- _Working data_:
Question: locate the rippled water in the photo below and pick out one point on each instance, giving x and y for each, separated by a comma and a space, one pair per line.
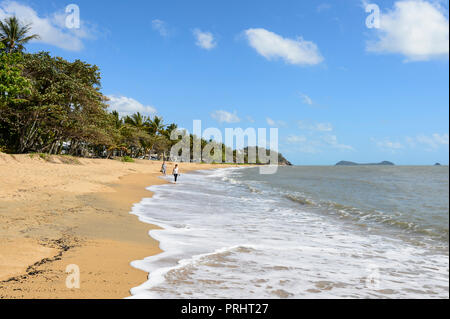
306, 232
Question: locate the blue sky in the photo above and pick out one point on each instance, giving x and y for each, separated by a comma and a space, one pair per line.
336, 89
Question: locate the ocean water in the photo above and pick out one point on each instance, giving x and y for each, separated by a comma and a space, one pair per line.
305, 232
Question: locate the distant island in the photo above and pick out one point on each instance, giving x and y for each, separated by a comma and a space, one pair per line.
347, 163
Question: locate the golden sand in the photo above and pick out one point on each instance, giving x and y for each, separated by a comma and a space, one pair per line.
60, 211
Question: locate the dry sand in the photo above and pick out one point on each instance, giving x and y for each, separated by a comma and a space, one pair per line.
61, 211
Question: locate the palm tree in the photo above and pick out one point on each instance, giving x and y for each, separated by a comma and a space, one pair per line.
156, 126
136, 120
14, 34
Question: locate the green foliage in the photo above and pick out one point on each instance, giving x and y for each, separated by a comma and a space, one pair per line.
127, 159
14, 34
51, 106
==
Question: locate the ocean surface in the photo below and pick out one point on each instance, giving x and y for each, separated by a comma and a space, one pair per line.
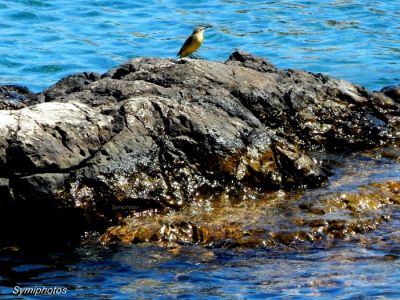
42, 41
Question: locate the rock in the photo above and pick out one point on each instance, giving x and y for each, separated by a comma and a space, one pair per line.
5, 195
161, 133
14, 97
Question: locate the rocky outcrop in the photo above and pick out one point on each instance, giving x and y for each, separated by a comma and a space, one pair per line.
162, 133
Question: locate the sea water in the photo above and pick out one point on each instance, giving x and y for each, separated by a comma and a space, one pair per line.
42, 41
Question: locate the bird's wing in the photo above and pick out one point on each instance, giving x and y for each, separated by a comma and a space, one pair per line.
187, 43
--
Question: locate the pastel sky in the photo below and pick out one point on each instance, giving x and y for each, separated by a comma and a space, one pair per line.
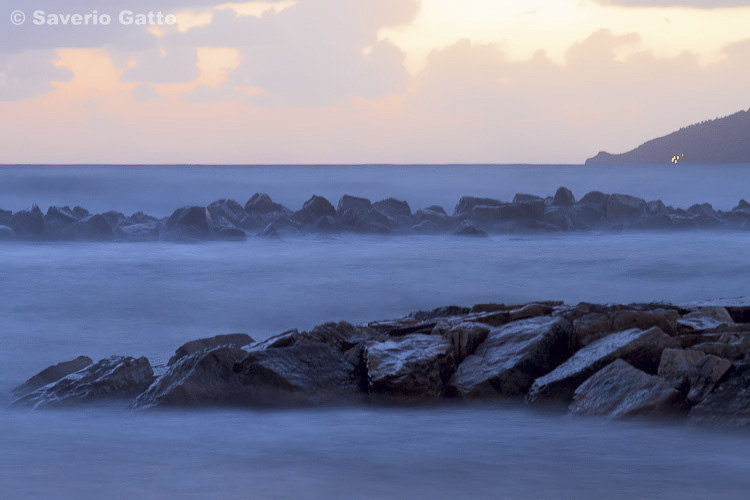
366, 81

- _Exercise task_: Count the lines of the records above that contain the string "water", treating uppercase and lowercase letters as distinct. Give only the number.

- _Full solution_: 3